Check your understanding:
1: Reproduce the part of the valedictorian article that opens with the words containing "Being valedictorian has" and closes with "others before himself.".
2: List every group named in the valedictorian article's sentence stating what "The valedictorian was also a member of".

Text:
────
After countless hours spent in the Huntsville High School library and overcoming the challenges of virtual learning in a pandemic, Marvin Ochoa will address his peers today for one last time as the class of 2021 valedictorian. 

Ochoa found out in his junior year that he was in the running for valedictorian and to his surprise, was confirmed nearly three weeks ago.

“I was expecting like fifth or fourth, but not first or second, so when Ms. (Marsha) Stringer let me know that I was (valedictorian) I was surprised, I would not think that I would come out on top,” Ochoa said.

Like the rest of his peers, Ochoa had been shifted to virtual learning for the remainder of his junior year due to the onset of the pandemic and opted to continue learning from home for most of the fall semester in his senior year. However, finding it difficult to focus and losing the motivation to complete his school work, Ochoa’s grades began to slip. He returned to the classroom in the last few weeks of the fall semester and remained attending in-person to catch up and secure his standing as valedictorian.

“I’m grateful to God that he still let me achieve this, and to Mrs. (Dawn) Shaw and Mrs. Stringer, they have been amazing all year and I know that they’re the reason I’m graduating and the reason that a lot of my classmates are able to get here. A lot of us struggled during COVID in getting our work done, so I’m very grateful to them,” Ochoa said.

Being valedictorian has always been a goal for Ochoa, who has continuously pushed himself throughout his education to find the courage to speak up, lead his peers, achieve academic feats and put others before himself.

“I remember in my eighth grade english class with Mrs. (Lauren) Rudolph, we wrote letters to our senior selves that we got a couple of weeks ago and when I read my letter, I had a whole checklist of what I wanted to accomplish in high school. The first two are either valedictorian or salutatorian, so I know for sure from eighth grade I definitely had that in mind, that I wanted to be one of the top people in my class,” Ochoa said.

Throughout all four years, Ochoa was heavily involved in the Huntsville Hornet Military Marching Band, playing in the region and area bands, concerts and contests. He also served as section leader for three years, teaching freshmen members how to march, while setting an example for the rest of the section and the entire band.

Additionally, Ochoa found himself in a leadership position as National Honor Society president during his senior year, organizing charity events with his fellow officers and finding his confidence in taking charge. The valedictorian was also a member of the French National Honor Society, Mu Alpha Theta, Math National Honor Society, Key Club, student council and HOSA - Future Health Professionals throughout his education. Outside of school, he helped with church fundraisers and volunteered at the Good Shepherd Mission for bilingual services throughout the pandemic’s summer months.
────
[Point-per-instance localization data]
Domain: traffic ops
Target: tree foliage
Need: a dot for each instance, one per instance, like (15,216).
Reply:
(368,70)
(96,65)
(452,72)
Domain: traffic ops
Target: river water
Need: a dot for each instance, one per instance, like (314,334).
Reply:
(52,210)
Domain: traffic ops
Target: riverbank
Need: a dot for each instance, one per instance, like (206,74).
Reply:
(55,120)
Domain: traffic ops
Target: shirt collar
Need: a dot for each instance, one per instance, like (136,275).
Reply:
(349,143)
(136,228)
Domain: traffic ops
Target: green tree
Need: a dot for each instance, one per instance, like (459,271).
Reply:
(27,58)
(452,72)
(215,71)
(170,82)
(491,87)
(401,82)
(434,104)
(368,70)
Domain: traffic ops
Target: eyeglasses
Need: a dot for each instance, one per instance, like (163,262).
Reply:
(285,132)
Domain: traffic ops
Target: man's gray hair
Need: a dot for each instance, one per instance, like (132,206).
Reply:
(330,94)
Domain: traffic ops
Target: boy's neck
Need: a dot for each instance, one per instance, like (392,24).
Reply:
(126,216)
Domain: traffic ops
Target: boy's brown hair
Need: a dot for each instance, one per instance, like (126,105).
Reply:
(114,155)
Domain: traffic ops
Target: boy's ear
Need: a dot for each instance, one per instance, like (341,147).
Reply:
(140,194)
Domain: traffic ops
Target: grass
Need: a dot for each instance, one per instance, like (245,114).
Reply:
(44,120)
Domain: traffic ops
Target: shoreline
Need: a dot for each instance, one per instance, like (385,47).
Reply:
────
Answers by task:
1:
Being valedictorian has always been a goal for Ochoa, who has continuously pushed himself throughout his education to find the courage to speak up, lead his peers, achieve academic feats and put others before himself.

2:
French National Honor Society
Mu Alpha Theta
Math National Honor Society
Key Club
student council
HOSA - Future Health Professionals